=== Section Start ===

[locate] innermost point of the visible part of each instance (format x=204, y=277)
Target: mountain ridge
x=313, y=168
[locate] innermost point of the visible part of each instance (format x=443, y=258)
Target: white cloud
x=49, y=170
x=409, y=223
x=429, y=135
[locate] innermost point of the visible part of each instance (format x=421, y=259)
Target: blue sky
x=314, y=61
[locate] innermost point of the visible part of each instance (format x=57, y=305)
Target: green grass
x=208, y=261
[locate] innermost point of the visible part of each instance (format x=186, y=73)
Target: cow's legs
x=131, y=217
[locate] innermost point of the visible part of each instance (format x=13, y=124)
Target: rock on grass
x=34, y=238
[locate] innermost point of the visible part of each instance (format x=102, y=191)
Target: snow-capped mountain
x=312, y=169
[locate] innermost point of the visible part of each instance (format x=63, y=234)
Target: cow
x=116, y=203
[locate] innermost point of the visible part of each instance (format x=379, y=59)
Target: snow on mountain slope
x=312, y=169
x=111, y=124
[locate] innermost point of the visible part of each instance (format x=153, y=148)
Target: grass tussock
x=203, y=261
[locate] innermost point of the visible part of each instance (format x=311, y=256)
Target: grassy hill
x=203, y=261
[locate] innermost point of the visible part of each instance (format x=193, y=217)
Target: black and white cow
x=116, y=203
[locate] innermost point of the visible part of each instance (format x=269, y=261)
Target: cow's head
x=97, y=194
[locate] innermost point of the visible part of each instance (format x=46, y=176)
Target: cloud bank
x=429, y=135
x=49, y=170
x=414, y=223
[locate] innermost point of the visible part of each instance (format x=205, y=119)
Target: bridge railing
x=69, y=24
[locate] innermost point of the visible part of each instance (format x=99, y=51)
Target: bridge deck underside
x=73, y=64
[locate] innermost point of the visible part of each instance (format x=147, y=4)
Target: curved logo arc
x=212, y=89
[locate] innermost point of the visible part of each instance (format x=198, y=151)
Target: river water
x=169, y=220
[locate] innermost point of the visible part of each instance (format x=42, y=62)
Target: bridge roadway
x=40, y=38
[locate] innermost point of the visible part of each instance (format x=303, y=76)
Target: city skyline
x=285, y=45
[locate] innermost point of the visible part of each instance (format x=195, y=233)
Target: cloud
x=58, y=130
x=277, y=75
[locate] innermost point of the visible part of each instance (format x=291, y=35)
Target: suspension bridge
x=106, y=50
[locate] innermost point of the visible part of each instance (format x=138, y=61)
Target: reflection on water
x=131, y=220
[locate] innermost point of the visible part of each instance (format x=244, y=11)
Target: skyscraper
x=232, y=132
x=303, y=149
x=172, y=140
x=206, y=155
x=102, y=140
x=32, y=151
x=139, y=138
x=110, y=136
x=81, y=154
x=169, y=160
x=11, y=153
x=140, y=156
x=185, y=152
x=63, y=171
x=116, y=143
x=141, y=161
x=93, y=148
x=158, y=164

=== Section End ===

Set down only the lines from the line with "(format x=195, y=233)" through the last line of the data above, keeping both the first and the last.

[locate] innermost point of the visible part of each instance (format x=195, y=233)
Target: cloud
x=58, y=130
x=277, y=75
[locate] innermost point of the visible part of each instance (format x=291, y=35)
Target: suspension bridge
x=106, y=50
[locate] innermost point of the visible part of each instance (format x=138, y=61)
Target: reflection on water
x=131, y=220
[locate] innermost point of the visible part of each instance (format x=244, y=11)
Target: skyscraper
x=232, y=132
x=303, y=149
x=172, y=140
x=206, y=155
x=102, y=140
x=32, y=151
x=139, y=138
x=110, y=136
x=81, y=154
x=169, y=160
x=11, y=153
x=140, y=156
x=185, y=152
x=63, y=171
x=116, y=143
x=141, y=161
x=93, y=148
x=158, y=164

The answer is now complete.